▸ **PASAJE CITADO**
- - - - -

Contrastan las diferencias que existen entre las eras arcaicas, en que las piedras eran objetos fantásticos, con fuerzas mágico religiosas, acompañantes de las comunidades tribales en las faenas de caza y pesca, y la era de la internet, que a diferencia del mundo asociado primitivo, terminó forjando personas intimistas y solitarias.
Sociedades que, victimizadas por la explotación de las redes informáticas, no alcanzan a percibir que su conciencia se fuga por el agujero negro de la banalización cultural.
Asombroso es el poder de la imagen, como lo observa Omar Lasso Echevarría: “la imagen no se procesa… pasa directo al mando inconsciente”; sin embargo, frente a ella no existen códigos éticos, pese a que su influencia subliminal es poderosamente hegemónica.
Orbe empapado por la internet, la imagen televisiva, el monitor computacional y los dispositivos electrónicos. Cuerpos y mentes subordinados a los íconos de la farándula o la política.
Ébola virtual que va consumiendo a la humanidad, sin que preocupe la altísima tasa de mortalidad cultural que causa la endémica enfermedad.
Sociedades virtuales que no duermen, como en La Peste, de Albert Camus: “El sueño de los hombres es más sagrado que la vida para los apestados. No se debe impedir que duerman las buenas gentes. Sería de mal gusto: el buen gusto consiste en no insistir, todo el mundo lo sabe. Pero yo no he vuelto a dormir bien desde entonces. El mal gusto se me ha quedado en la boca y no he dejado de insistir, es decir, de pensar en ello”.
Si la peste se tomó a Orán, sin esfuerzo alguno, los valores de la modernidad crítica y estética que prevalecieron durante el paradigma de la razón, fueron tomados por los protocolos del relativismo, en los que la objetividad quedó severamente arruinada.
La era posmoderna, mera ilusión civilizatoria, consuelo del conocimiento maltrecho y sucio, hija del nihilismo y la desesperanza, donde al caos ideológico y la violencia de la desigualdad social se le llama concierto para el bienestar y gobernanza social, no es más que la bancarrota y el fracaso de los intereses parciales, que los propietarios de los intereses creados pretenden sin vergüenza alguna filtrar como de interés general, con discursos bonachones, infortunadamente triunfantes, pero en los cuales no creen los aduladores, los turiferarios del poder, ni “la servidumbre voluntaria”, en la expresión lapidaria de Étienne de La Boétie.

- - - - -

▸ **TAREA A**
En el texto sobre la era de internet, ¿a quién se atribuye la observación de que la imagen no se procesa y pasa directo al mando inconsciente?
▸ **TAREA B**
Continúa el texto sobre la era de internet a partir de su última oración.

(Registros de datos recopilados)
- - - - -

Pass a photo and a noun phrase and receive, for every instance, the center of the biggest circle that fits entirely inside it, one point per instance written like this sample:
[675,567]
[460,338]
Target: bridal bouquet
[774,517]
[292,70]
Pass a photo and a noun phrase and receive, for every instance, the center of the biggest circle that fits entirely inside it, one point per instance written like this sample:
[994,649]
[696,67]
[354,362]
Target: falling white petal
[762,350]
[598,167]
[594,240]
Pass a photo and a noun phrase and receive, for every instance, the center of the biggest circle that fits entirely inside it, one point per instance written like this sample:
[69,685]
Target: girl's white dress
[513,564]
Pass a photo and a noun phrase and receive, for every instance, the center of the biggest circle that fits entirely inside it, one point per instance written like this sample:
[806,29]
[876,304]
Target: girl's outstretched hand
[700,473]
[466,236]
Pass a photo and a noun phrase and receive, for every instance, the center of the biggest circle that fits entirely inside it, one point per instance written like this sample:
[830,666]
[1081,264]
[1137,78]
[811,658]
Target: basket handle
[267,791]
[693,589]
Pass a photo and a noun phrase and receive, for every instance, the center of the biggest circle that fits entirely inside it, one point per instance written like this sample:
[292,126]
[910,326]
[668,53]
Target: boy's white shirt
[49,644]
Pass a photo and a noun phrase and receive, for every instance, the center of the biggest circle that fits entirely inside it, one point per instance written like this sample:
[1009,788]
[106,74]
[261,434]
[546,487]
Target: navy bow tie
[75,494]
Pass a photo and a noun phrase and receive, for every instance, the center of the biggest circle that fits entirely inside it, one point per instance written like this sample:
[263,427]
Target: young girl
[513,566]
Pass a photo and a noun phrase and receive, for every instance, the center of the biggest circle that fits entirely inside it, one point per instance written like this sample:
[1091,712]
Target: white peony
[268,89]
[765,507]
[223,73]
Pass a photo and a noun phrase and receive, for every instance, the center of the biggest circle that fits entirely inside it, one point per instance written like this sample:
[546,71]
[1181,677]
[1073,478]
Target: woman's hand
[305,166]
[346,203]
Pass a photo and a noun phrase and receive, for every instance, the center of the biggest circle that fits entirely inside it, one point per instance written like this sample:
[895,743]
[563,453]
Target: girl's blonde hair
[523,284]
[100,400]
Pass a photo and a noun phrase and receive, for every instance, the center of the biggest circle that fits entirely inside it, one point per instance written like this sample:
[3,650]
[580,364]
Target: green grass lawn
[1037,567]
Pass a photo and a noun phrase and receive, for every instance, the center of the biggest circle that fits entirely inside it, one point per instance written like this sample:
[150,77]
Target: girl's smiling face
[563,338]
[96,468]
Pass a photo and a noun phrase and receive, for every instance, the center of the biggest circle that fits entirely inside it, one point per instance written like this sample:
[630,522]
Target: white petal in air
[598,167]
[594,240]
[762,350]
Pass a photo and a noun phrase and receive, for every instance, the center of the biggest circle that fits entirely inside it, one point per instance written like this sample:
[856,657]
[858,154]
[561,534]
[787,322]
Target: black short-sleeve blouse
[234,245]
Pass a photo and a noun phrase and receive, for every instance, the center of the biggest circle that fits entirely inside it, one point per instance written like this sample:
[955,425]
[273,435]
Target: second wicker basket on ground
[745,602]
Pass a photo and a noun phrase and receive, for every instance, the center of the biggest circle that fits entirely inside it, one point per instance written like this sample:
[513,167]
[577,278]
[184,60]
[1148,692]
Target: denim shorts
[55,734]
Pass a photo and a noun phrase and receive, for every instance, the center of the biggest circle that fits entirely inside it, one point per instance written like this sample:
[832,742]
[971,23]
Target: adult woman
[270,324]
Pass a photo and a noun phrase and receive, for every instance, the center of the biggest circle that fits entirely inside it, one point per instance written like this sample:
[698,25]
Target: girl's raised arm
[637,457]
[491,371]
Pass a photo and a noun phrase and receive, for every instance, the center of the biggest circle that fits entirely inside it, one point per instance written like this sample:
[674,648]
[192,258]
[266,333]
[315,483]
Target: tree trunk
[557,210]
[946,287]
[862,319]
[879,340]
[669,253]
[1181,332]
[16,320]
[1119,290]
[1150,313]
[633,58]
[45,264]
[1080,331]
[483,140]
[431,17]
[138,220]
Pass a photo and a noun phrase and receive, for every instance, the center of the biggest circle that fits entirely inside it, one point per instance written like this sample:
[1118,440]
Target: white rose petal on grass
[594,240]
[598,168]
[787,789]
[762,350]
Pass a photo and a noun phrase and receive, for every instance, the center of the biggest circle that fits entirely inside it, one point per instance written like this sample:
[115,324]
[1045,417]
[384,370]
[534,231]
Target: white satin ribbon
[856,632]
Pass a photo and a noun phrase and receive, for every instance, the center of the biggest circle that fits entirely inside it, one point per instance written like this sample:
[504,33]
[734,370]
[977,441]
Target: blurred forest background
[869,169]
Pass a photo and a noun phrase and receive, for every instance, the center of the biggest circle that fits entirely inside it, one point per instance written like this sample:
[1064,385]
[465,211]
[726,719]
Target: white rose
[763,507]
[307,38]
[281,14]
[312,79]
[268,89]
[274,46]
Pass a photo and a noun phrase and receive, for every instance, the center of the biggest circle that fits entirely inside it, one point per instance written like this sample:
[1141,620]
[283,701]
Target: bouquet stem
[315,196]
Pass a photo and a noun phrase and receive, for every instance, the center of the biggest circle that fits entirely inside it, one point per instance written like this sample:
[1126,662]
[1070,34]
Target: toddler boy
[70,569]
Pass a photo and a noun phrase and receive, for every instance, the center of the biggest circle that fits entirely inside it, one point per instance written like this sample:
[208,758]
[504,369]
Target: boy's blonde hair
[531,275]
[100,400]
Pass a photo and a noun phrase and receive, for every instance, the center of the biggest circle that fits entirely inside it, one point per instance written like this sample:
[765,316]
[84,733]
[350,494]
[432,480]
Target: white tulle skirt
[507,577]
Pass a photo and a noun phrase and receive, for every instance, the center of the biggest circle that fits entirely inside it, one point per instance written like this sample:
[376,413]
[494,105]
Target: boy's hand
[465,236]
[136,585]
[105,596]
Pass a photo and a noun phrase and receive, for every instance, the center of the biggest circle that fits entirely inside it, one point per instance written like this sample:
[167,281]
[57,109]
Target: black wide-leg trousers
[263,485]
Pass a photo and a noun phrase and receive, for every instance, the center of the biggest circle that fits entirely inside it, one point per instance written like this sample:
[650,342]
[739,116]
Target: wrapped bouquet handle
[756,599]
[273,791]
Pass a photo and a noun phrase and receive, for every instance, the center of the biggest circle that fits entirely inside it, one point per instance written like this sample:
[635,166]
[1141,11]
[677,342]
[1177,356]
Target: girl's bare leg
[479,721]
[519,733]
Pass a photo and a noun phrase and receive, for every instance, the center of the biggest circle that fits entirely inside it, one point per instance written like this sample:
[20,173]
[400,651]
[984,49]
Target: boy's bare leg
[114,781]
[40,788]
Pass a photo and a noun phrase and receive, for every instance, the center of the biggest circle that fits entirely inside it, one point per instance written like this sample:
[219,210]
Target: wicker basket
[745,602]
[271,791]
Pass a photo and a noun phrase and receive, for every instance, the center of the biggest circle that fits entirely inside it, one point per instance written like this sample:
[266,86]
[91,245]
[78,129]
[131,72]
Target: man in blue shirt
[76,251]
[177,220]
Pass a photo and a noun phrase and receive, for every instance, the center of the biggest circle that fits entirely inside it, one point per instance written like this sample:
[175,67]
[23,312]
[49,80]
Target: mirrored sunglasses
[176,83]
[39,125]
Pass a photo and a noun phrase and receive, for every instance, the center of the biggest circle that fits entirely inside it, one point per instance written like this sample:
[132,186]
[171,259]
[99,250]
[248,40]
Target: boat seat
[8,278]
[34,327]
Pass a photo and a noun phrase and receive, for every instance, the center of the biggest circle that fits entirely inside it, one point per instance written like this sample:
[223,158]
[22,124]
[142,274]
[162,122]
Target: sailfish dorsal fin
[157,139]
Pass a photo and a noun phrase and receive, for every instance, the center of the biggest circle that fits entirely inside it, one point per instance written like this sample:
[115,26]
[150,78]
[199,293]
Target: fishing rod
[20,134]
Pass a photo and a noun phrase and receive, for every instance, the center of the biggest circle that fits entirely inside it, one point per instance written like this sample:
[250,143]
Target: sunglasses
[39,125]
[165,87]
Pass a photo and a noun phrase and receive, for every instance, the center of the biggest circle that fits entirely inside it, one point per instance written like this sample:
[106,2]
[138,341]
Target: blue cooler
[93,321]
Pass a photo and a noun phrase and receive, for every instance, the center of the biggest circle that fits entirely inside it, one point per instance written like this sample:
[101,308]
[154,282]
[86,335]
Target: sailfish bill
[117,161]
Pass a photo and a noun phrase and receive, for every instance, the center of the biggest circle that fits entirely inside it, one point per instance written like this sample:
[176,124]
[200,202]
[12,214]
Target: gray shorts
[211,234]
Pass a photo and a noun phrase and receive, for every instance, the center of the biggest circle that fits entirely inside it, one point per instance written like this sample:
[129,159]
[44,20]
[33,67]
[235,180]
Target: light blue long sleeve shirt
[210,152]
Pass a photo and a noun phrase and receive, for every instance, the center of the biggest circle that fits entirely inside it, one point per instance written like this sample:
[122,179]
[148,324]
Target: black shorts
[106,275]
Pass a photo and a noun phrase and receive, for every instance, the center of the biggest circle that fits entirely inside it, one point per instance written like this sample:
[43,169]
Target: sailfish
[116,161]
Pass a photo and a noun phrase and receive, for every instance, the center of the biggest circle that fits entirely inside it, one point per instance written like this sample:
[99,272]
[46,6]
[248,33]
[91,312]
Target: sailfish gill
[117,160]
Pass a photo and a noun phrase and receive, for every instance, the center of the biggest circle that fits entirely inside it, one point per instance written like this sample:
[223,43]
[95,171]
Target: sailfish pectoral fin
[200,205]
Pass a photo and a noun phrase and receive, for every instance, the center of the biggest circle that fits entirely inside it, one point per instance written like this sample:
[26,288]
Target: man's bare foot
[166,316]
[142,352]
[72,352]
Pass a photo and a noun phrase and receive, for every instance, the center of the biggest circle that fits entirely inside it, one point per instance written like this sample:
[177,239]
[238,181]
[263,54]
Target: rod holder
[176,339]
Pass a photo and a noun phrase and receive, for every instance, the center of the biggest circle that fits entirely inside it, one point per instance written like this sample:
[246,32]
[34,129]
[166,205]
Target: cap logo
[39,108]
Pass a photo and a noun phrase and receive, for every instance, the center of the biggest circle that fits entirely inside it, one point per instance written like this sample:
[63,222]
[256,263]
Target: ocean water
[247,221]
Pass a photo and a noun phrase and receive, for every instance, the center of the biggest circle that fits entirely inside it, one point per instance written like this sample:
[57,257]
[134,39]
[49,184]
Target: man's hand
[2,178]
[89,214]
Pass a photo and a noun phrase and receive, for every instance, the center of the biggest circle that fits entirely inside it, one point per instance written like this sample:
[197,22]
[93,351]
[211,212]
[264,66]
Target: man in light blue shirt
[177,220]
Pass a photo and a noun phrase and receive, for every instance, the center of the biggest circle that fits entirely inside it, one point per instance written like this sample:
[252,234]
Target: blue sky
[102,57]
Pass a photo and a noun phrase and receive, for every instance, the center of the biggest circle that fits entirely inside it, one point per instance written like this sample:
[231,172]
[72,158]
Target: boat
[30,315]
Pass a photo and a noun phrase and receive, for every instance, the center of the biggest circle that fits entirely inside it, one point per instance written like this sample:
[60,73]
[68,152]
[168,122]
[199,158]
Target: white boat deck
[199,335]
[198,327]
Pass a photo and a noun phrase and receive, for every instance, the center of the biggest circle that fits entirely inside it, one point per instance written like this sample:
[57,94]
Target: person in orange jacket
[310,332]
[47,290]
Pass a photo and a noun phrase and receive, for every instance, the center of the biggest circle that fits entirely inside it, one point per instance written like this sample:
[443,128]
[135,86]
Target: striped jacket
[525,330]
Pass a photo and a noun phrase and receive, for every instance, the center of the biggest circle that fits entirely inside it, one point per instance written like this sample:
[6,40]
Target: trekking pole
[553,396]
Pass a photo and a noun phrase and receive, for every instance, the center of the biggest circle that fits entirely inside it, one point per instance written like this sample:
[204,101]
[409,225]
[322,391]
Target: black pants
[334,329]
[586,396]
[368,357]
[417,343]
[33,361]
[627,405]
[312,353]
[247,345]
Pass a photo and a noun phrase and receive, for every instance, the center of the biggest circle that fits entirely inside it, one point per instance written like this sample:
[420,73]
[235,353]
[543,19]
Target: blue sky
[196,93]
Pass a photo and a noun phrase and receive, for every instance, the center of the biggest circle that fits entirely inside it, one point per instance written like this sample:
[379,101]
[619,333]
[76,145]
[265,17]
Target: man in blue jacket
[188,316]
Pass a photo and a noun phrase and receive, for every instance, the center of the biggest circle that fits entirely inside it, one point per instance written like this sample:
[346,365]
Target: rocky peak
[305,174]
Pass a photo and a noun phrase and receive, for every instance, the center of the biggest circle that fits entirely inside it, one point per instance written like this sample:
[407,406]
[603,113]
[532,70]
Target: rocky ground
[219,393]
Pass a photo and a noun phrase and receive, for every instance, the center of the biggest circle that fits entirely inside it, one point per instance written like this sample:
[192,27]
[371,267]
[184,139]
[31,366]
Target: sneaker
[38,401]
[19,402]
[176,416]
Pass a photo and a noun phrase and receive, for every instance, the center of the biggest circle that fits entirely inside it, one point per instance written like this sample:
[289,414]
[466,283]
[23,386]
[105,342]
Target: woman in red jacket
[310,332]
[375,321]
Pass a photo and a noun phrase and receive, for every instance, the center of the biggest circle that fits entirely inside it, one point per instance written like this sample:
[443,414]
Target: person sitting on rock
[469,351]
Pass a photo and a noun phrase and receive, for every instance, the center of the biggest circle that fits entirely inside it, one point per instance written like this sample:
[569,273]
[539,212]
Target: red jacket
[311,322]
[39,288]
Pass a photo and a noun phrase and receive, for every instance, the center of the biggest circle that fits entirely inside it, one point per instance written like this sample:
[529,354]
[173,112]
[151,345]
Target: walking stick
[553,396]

- - - - -

▸ **RESPUESTA ESPERADA A**
A Omar Lasso Echevarría.

▸ **RESPUESTA ESPERADA B**
Y como en el circo, donde los animales actúan amaestrados, y no se cuestiona la violencia a la que fueron sometidos para satisfacer el goce de los espectadores, la cultura dominante tiende siempre la tendencia a ocultar la realidad, la injusticia y el crimen.
Corresponde a la sociedad, sus segmentos críticos y a los educadores, realizar una pedagogía misional que tienda a descargar el lastre subliminal y fetichista imbuido en los grandes medios de comunicación, para dignificar la imagen y el mensaje.
Basta acudir, por ejemplo, a Baudrillard para entender el poder ilimitado de la televisión: “Hoy en día todo lo que no aparece en la televisión no existe”, y lo que aparece en la pantalla, decimos nosotros, tiene el propósito de narcotizar la conciencia ciudadana para que desaparezcan las abismales diferencias entre la pobreza, la miseria y la riqueza. Hasta pronto.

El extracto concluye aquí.